▶ [WHAT IS ASKED]
A) In the forum thread on choosing between a new lens and a new camera body, what does the original poster mainly shoot?
B) Pick up the forum thread on choosing between a new lens and a new camera body from where it stops.

▶ [SELECTED TEXT]
# New lens or body?



## KarstenReis (Jul 6, 2011)

Hello everyone,

Right now I have an XSi and three different lenses : 70-300 f/4-5.6 IS, 18-55 f/3.5-5.6 IS (kit lens) and 100 f/2.8 Macro.

I was wondering if anyone could help out with whether I should wait for a new body such as a 7D Mk II/ 5D Mk III or to just get a 7D now or if I should get new lens now. The lenses I've been looking at are a used 70-200 f2.8 L Mk I with an 2x extender or a 24-70 2.8 L. Other recommendations are welcome!

I would like something that I can grow in to and not be limited by in the future. 

I mainly shoot wildlife and landscape.
Price isn't really so much of an issue.
I've been shooting for about 4 years and I'm not that good but I like doing it a lot so that's all that really matters. 

Thanks


----------



## Mt Spokane Photography (Jul 6, 2011)

You can get a lot more out of your existing camera body with a high end lens. A 17-55mm or 15-85mm for about the cost of a new body will make a much larger difference.

Check for refurbs if you are in USA. http://shop.usa.canon.com/webapp/wcs/stores/servlet/subCategory_10051_10051_-1_22751


----------



## awinphoto (Jul 6, 2011)

You do realize the pandora's box you just opened asking internet strangers what gear they would have you buy. =) Waiting on bodies can be a very tiresome task. 5D people are waiting on a prayer that the replacement will be any time within the next 6-9 months and and 7D people, well, that camera, in all reality, likely wont be replaced until probably 3rd qtr 2012 to complete it's 3 year cycle, however that could be thrown up in the air depending on how stock levels remain (5D mark II being backordered in most stores) and other cameras like 7D being in short supply.

▶ [RECORD EXTRACTS]
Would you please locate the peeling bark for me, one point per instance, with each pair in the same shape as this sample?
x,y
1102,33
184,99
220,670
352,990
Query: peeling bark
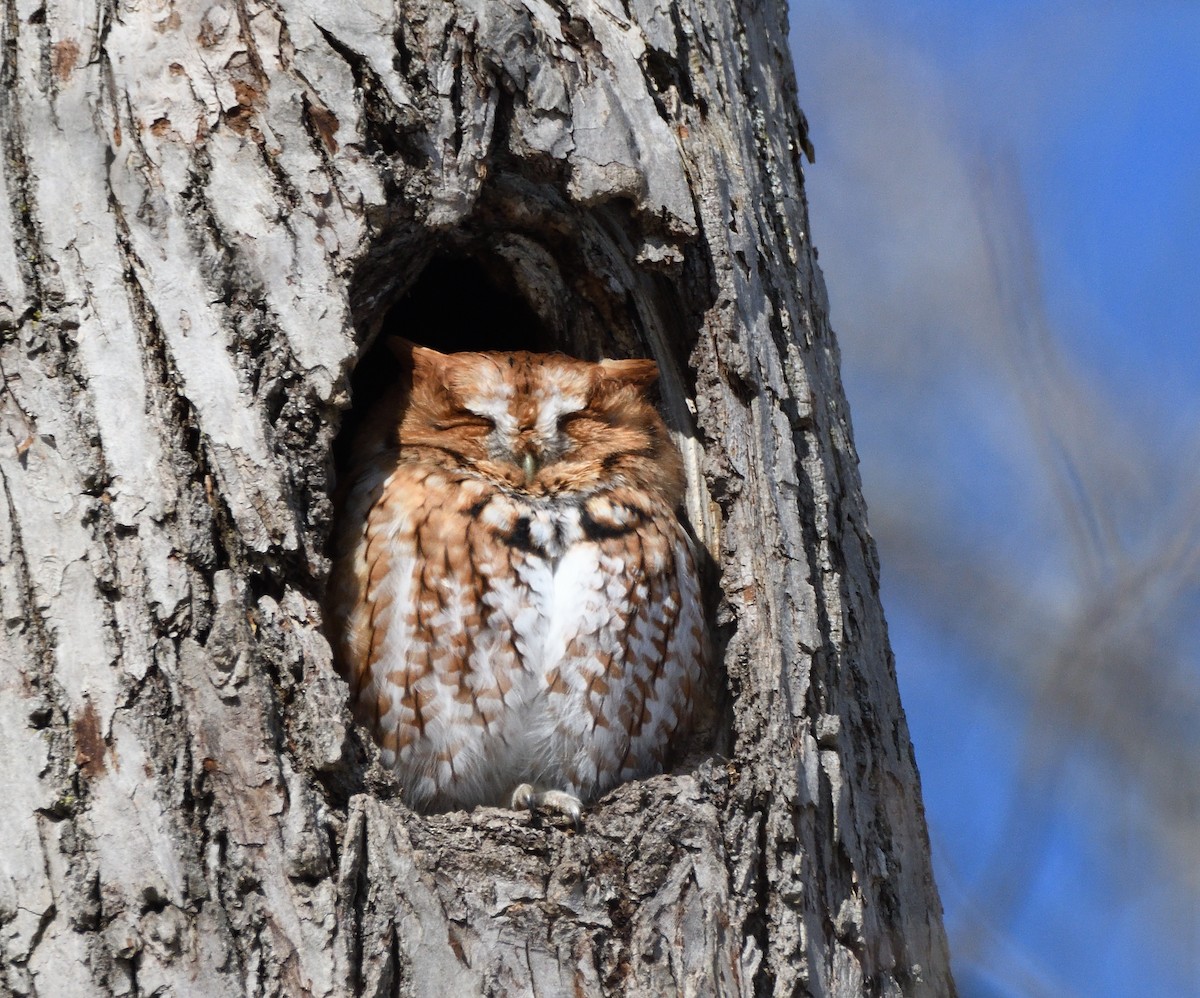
x,y
211,216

▶ [THE RESULTS]
A) Wildlife and landscape.

B)
Lenses are always your best bet because unlike bodies that have a life cycle of every few years, lenses outlive bodies sometimes 2-3 bodies (if not longer if you have a really nice lens and treat it well). While the allure and options of a bigger and better camera are always more lucrative, you might as well (if funding is readily available), go ahead and buy a lens or two that will let you do what you want to do. I would recommend getting a good "walk around" lens (17-55mm, 24-105L, 24-70L, 15-85 (at least), even the 18-135mm has ok MTF (sharpness) charts...) Then get your specialty lens depending on what you love to do (telephoto for close ups of wildlife or wides or ultrawides for landscapes)... Have your bases covered and then once you get better, you can splurge on a new body and even better glass.


----------



## AJ (Jul 7, 2011)

Time to upgrade from the kit lens. Your camera body is just fine.

Mt. Spokane's suggestions of 17-55/2.8 IS or 15-85/3.5-5.6 IS are good ones. I have the 17-55 and it's a very good lens.

If you're into landscape, maybe start thinking about an ultrawide. Canon 10-22, Tokina 11-16/2.8, Sigma 8-16, or similar. I have a Sigma 10-20 that I'm very happy with.

As for the long end, things can get pretty expensive pretty quickly. You have 70-300. Your idea of 70-200/2.8 with extenders is not bad, but a lot of folks gravitate to 100-400/4.5-5.6 L IS. It's a very convenient lens and it delivers in the quality dept. I have a 200/2.8 and extenders, but I don't recommend this setup to others - no zoom, no IS.

I'd skip the 24-70/2.8 L. This lens is only really worth it for full-frame shooting IMO.

_I've been shooting for about 4 years ... I like doing it a lot so that's all that really matters._
Yes indeed that's all that matters!


----------



## Redreflex (Jul 7, 2011)

KarstenReis said:


> Hello everyone,
> 
> Right now I have an XSi and three different lenses : 70-300 f/4-5.6 IS, 18-55 f/3.5-5.6 IS (kit lens) and 100 f/2.8 Macro.



It's exactly what I've been mulling over for the past 6-8 months. Like you, I have the EOS 450D (= Xsi). Just over 6 months ago, I had the kit lens and 50mm f/1.8. In pursuit of better quality images (following marked improvement from a couple of photography courses / seminars - I'd recommend doing something like this), I mulled over a new body vs lens. I went down the latter route. I now have the 24-70mm f/2.8L, 135mm f/2L and 24mm f/1.4L. I shoot a range of things, but particularly indoors (some low light) of my active 2 year old toddler.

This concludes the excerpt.